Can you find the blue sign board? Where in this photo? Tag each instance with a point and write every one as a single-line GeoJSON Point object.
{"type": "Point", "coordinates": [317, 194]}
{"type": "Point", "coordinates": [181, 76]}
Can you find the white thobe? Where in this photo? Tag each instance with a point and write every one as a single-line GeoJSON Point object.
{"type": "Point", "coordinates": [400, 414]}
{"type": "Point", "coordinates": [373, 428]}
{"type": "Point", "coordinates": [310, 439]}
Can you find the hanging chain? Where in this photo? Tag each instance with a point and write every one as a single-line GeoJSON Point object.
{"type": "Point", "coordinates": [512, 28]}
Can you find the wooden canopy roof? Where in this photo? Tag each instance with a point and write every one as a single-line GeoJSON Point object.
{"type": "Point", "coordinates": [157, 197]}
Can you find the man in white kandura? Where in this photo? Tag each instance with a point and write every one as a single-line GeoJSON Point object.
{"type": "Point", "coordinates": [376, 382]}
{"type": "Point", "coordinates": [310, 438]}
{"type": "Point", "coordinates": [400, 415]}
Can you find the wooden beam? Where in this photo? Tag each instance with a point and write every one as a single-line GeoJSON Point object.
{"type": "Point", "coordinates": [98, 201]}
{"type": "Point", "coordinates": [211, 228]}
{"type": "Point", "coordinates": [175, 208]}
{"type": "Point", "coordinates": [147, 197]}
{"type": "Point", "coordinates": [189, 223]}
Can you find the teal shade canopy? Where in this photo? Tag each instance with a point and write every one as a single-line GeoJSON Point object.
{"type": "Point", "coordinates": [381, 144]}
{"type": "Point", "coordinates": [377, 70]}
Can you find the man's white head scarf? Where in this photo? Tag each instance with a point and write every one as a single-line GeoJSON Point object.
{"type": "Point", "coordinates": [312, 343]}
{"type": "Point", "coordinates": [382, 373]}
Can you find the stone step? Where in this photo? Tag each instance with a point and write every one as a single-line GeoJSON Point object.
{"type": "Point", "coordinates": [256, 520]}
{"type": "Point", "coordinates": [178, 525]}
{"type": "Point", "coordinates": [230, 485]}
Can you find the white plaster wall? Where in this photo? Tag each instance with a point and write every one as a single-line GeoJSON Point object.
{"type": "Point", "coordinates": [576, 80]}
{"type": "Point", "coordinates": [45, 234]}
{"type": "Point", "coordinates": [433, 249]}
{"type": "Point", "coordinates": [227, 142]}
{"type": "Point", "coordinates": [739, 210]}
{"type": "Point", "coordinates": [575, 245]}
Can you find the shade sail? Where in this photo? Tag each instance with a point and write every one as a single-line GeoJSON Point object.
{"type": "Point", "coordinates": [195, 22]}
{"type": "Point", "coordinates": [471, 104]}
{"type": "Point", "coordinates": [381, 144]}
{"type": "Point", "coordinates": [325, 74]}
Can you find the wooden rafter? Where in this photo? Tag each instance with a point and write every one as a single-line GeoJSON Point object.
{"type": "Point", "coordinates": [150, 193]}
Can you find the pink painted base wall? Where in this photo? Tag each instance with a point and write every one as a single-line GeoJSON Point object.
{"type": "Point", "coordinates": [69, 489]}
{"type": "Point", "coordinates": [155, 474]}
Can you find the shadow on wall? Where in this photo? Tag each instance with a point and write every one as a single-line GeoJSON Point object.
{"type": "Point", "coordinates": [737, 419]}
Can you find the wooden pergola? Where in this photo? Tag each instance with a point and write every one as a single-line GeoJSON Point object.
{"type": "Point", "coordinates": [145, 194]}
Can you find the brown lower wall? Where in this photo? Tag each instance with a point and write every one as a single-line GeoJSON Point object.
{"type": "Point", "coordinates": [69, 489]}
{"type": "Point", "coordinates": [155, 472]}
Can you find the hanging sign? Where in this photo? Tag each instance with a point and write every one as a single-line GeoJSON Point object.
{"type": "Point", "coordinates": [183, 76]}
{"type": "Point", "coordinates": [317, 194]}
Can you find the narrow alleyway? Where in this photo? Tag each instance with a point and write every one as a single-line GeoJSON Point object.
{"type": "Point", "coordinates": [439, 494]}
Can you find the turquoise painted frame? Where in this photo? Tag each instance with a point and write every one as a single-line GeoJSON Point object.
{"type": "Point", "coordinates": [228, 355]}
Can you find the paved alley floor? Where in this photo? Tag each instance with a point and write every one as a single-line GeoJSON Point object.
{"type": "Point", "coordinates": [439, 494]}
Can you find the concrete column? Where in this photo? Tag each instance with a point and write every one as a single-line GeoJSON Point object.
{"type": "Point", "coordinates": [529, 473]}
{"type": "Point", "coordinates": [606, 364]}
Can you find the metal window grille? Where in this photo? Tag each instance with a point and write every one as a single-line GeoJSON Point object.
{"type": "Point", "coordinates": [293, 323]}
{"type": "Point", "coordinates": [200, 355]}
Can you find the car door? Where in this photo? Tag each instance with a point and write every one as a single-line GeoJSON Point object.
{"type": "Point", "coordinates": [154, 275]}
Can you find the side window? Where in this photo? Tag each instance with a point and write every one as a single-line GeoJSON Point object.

::::::::

**WHAT TO DO**. Could you produce an exact copy of the whole listing?

**OUTPUT OF THE TASK**.
Can you find the blue sign board? Where in this photo? Tag each instance with a point and write every one as a single-line GeoJSON Point object.
{"type": "Point", "coordinates": [317, 194]}
{"type": "Point", "coordinates": [181, 76]}
Can you find the white thobe? Where in this photo? Tag each instance with a point and write every one as a single-line GeoJSON Point object.
{"type": "Point", "coordinates": [400, 414]}
{"type": "Point", "coordinates": [373, 428]}
{"type": "Point", "coordinates": [310, 439]}
Can you find the hanging chain? Where in this photo? Tag each instance with a point and write every one as a single-line GeoJSON Point object.
{"type": "Point", "coordinates": [512, 28]}
Can you find the wooden canopy roof? Where in this photo? Tag each instance with a point and write every one as a single-line GeoJSON Point object.
{"type": "Point", "coordinates": [157, 197]}
Can you find the man in white kandura? Where in this photo? Tag each instance with a point and write every one as a single-line GeoJSON Point object.
{"type": "Point", "coordinates": [376, 382]}
{"type": "Point", "coordinates": [310, 438]}
{"type": "Point", "coordinates": [400, 415]}
Can you find the wooden beam? Where in this photo? Tag each instance with a point and write every one as a single-line GeoJSON Point object.
{"type": "Point", "coordinates": [98, 201]}
{"type": "Point", "coordinates": [211, 228]}
{"type": "Point", "coordinates": [175, 208]}
{"type": "Point", "coordinates": [147, 197]}
{"type": "Point", "coordinates": [189, 223]}
Can you find the teal shade canopy? Where in this photo? Tag each instance with a point and write every one as a single-line GeoJSON Point object.
{"type": "Point", "coordinates": [381, 144]}
{"type": "Point", "coordinates": [377, 70]}
Can you find the man's white head scarf? Where in this photo? Tag each instance with a point and write every one as a single-line GeoJSON Point object.
{"type": "Point", "coordinates": [312, 343]}
{"type": "Point", "coordinates": [382, 373]}
Can you find the stone step? Where in this photo? Tag each instance with a point and write every one as a single-line GeoJSON Point object.
{"type": "Point", "coordinates": [256, 520]}
{"type": "Point", "coordinates": [178, 525]}
{"type": "Point", "coordinates": [230, 485]}
Can you find the white plaster wall? Where in this photo? Tag each instance with a point and write every one as a single-line GeoJSON Point object.
{"type": "Point", "coordinates": [576, 80]}
{"type": "Point", "coordinates": [45, 234]}
{"type": "Point", "coordinates": [433, 249]}
{"type": "Point", "coordinates": [227, 142]}
{"type": "Point", "coordinates": [739, 210]}
{"type": "Point", "coordinates": [575, 245]}
Can you find the shade sail? Where in this photo? Tag each instance with a point and write every one as a single-line GeoJSON Point object.
{"type": "Point", "coordinates": [195, 22]}
{"type": "Point", "coordinates": [471, 104]}
{"type": "Point", "coordinates": [381, 144]}
{"type": "Point", "coordinates": [325, 74]}
Can you find the wooden rafter? Where in this photo? Tag each instance with a point and write every one as a single-line GeoJSON Point object.
{"type": "Point", "coordinates": [150, 193]}
Can you find the pink painted base wall? Where in this photo? Tag each instance with a point and write every one as a single-line GeoJSON Point object.
{"type": "Point", "coordinates": [69, 489]}
{"type": "Point", "coordinates": [155, 474]}
Can you find the shadow on wall? Where in this photo? Tag each instance with a point and write every one as a single-line GeoJSON Point object.
{"type": "Point", "coordinates": [737, 419]}
Can you find the wooden pergola? Where in this photo? Tag each instance with a point and write every one as a single-line GeoJSON Point object.
{"type": "Point", "coordinates": [145, 194]}
Can you find the brown lower wall? Where in this photo? Tag each instance with a point and write every one as a single-line GeoJSON Point object.
{"type": "Point", "coordinates": [69, 489]}
{"type": "Point", "coordinates": [155, 472]}
Can you find the hanging sign? Where in this photo? Tag each instance with a point and write every one as a single-line GeoJSON Point object.
{"type": "Point", "coordinates": [183, 76]}
{"type": "Point", "coordinates": [317, 194]}
Can you find the narrow alleyway? Where in this photo? Tag each instance with a point and write every one as a single-line GeoJSON Point object.
{"type": "Point", "coordinates": [439, 494]}
Can you find the turquoise painted frame? Where in this photo? Tag each instance with a point and write every one as a single-line GeoJSON Point object.
{"type": "Point", "coordinates": [228, 355]}
Can you find the paved alley floor? Where in this photo? Tag each instance with a point and write every one as a single-line GeoJSON Point object.
{"type": "Point", "coordinates": [439, 494]}
Can you find the concrete column? Where in this photo? Tag each instance with a point and write every one as a single-line GeoJSON Point object.
{"type": "Point", "coordinates": [529, 473]}
{"type": "Point", "coordinates": [606, 364]}
Can you find the metal window grille? Where in this photo? Tag each instance with a point and write every one as a single-line GeoJSON Point object.
{"type": "Point", "coordinates": [293, 323]}
{"type": "Point", "coordinates": [200, 355]}
Can you find the car door? Where in this photo? Tag each instance with a point and write every one as a single-line GeoJSON Point object.
{"type": "Point", "coordinates": [154, 275]}
Can you find the side window? Where in this photo? Tag each instance with a point and write every one as a single-line GeoJSON Point object.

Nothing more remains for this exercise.